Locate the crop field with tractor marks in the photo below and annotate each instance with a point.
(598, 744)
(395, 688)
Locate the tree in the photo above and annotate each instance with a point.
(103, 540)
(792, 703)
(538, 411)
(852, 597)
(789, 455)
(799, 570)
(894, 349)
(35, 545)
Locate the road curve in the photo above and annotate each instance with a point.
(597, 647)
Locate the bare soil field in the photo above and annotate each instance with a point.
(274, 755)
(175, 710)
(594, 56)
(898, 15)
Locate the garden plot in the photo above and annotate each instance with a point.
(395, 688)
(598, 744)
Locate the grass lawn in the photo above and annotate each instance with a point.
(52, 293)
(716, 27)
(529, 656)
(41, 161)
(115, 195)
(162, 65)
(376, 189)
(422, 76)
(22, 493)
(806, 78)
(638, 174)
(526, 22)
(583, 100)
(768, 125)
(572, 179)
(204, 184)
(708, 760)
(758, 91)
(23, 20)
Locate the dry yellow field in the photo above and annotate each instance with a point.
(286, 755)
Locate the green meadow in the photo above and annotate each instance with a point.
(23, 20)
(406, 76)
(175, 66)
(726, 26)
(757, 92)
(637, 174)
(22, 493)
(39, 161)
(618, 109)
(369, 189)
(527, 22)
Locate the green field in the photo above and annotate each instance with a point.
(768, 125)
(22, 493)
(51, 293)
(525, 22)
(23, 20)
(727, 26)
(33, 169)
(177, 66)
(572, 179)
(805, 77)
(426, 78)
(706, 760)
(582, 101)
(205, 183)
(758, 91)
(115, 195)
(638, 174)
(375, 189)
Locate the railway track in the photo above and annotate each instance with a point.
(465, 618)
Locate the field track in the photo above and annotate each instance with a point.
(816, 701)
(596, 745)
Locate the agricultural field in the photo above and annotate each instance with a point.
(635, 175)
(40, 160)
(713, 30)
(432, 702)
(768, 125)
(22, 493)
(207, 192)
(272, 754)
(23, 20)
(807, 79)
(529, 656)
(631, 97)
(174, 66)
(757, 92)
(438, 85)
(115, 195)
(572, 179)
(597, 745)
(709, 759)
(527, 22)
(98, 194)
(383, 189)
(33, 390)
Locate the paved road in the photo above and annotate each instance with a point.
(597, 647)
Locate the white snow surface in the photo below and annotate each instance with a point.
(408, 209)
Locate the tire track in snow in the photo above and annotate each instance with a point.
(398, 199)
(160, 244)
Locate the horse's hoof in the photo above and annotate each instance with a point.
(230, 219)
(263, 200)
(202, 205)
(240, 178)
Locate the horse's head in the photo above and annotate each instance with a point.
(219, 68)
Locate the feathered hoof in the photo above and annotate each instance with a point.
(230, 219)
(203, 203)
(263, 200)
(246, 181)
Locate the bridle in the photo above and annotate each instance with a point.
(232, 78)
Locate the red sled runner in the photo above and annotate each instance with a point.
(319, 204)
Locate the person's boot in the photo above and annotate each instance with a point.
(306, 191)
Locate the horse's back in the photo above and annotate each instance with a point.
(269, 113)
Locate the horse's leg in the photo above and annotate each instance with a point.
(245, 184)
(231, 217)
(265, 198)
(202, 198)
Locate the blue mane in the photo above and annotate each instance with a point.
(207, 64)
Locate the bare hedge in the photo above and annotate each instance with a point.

+++

— DESCRIPTION OF THE TASK —
Please copy each record shown above exactly.

— RESULT FOR THIS EXERCISE —
Locate the crop field with tractor marks in the photo below and annotate each instance with a point.
(598, 744)
(395, 688)
Locate the tree in the photo above and annotate each instance with a point.
(103, 540)
(792, 703)
(538, 411)
(852, 597)
(789, 455)
(799, 570)
(894, 349)
(35, 545)
Locate the road curve in the photo above and annotate each instance with a point.
(597, 647)
Locate the bare soil field in the photo above and annotate each instance with a point.
(274, 755)
(175, 710)
(594, 56)
(898, 15)
Locate the garden plot in the photo above and annotate each instance with a point.
(395, 688)
(598, 744)
Locate the grass lawn in the photo above and annotate each instance with a point.
(52, 293)
(716, 27)
(529, 656)
(41, 161)
(115, 195)
(162, 65)
(376, 189)
(422, 76)
(22, 493)
(806, 78)
(638, 174)
(526, 22)
(583, 100)
(768, 125)
(572, 179)
(204, 184)
(708, 760)
(758, 91)
(23, 20)
Locate the dry yellow field in the photo above and annotate each instance with a point.
(286, 755)
Locate the green meadow in the photo above and annotate each instance with a point.
(23, 20)
(406, 76)
(175, 66)
(726, 26)
(757, 92)
(637, 174)
(22, 493)
(39, 161)
(618, 109)
(369, 189)
(527, 22)
Locate the green field in the photo above and annotate each instance with a point.
(768, 125)
(22, 493)
(51, 293)
(525, 22)
(23, 20)
(727, 26)
(33, 169)
(177, 66)
(572, 179)
(805, 77)
(426, 78)
(706, 760)
(582, 101)
(205, 183)
(758, 91)
(115, 195)
(638, 174)
(375, 189)
Locate the railway track in the photo above and annotate each instance with a point.
(465, 618)
Locate the field track in the photo above and annotate each instance with a point.
(816, 701)
(596, 745)
Locate the agricultural field in the photo above and annotate each instance with a point.
(635, 175)
(40, 160)
(713, 30)
(432, 702)
(768, 125)
(22, 493)
(207, 192)
(272, 754)
(23, 20)
(807, 79)
(529, 656)
(631, 97)
(174, 66)
(757, 92)
(438, 85)
(115, 195)
(572, 179)
(597, 745)
(709, 759)
(527, 22)
(98, 194)
(383, 189)
(33, 390)
Locate the paved road in the photo above and annotate each instance with a point.
(597, 647)
Locate the white snow surface in the photo below and annotate each instance with a point.
(408, 209)
Locate the tire track in snow in the photo above and annotate each instance with a point.
(398, 199)
(160, 244)
Locate the horse's hoof in the photo above and annotate each instance with a point.
(230, 219)
(263, 200)
(202, 205)
(240, 178)
Locate the horse's head in the photo above and annotate each instance with a point.
(219, 68)
Locate the feathered hoof in the photo above and annotate each instance with a point.
(230, 219)
(203, 203)
(263, 200)
(246, 181)
Locate the bridle in the photo above and annotate each instance with a point.
(232, 78)
Locate the red sled runner in the photo above and annotate each instance with a point.
(319, 204)
Locate the person's boot in the photo above and annotate each instance with a point.
(306, 191)
Locate the horse's back in the photo above and annotate each instance with a point.
(269, 113)
Locate the horse's leg in the photo above and annotate each instance with a point.
(245, 184)
(231, 217)
(265, 198)
(202, 198)
Locate the blue mane in the photo above and annotate each instance with a point.
(207, 64)
Locate the bare hedge in the photo above and annotate each instance with a point.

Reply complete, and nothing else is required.